Point annotation dataset records

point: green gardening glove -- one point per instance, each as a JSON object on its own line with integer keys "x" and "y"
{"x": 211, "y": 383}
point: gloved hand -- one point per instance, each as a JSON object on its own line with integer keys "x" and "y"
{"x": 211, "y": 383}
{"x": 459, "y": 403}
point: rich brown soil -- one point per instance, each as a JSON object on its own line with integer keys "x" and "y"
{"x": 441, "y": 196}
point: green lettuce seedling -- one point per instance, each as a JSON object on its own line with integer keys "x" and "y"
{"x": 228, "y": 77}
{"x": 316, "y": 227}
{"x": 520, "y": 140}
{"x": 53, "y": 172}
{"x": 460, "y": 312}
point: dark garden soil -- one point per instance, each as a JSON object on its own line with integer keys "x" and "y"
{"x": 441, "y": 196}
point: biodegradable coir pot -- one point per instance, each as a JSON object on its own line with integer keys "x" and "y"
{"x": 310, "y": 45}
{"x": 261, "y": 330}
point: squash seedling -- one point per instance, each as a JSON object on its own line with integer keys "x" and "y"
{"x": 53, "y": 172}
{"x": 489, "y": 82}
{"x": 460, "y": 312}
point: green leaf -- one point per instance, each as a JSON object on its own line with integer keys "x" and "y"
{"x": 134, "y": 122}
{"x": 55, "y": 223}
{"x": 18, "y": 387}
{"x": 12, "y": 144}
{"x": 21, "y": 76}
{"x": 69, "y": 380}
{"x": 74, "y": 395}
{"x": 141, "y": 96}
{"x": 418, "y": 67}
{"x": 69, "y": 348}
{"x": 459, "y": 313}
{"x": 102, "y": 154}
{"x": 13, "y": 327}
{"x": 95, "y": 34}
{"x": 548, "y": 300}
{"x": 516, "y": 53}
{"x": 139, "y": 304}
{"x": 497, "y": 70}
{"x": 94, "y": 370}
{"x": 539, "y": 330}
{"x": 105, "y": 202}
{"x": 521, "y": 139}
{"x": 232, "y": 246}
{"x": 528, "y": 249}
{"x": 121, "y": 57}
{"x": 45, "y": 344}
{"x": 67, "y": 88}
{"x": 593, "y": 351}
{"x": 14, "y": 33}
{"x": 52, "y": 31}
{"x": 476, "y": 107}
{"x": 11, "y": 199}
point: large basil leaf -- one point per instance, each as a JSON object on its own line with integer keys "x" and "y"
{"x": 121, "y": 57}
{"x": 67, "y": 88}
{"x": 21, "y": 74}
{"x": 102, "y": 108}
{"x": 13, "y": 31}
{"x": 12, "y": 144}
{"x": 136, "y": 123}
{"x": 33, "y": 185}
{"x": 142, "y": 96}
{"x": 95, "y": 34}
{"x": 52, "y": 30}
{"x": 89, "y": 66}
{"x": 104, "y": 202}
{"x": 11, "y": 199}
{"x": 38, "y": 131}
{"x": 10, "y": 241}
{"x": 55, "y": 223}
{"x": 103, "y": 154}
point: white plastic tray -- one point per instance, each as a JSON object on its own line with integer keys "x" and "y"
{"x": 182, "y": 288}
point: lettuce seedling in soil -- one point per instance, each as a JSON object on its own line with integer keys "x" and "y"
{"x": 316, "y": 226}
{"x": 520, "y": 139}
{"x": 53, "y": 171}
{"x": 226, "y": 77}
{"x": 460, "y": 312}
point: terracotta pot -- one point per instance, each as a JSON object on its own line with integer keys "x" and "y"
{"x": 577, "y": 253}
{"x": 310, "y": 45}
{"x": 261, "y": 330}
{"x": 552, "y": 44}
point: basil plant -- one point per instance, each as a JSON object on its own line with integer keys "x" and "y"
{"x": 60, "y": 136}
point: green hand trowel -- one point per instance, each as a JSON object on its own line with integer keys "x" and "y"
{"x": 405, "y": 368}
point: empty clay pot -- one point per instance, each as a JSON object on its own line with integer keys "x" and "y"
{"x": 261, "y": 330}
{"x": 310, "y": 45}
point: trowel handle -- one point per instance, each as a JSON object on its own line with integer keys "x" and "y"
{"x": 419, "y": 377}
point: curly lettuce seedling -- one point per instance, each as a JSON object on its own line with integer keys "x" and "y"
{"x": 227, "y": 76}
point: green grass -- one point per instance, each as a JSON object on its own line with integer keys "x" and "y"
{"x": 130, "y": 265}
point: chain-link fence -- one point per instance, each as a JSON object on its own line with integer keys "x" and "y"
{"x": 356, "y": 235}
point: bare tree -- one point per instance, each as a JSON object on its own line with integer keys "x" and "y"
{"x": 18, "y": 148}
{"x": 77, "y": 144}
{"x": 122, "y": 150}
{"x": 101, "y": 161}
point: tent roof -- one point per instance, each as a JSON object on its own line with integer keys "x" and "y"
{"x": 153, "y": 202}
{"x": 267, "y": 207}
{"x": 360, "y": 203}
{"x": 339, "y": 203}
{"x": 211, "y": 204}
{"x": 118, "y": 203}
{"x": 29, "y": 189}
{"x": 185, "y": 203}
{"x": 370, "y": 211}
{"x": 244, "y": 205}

Problem requirements
Retype everything in the material from the line containing "point: tent roof" down to its end, character for character.

The result
point: tent roof -- one point per instance, each as a JSON object on its own line with integer keys "x" and "y"
{"x": 153, "y": 202}
{"x": 267, "y": 207}
{"x": 360, "y": 203}
{"x": 339, "y": 203}
{"x": 211, "y": 204}
{"x": 118, "y": 203}
{"x": 29, "y": 189}
{"x": 185, "y": 203}
{"x": 370, "y": 211}
{"x": 244, "y": 205}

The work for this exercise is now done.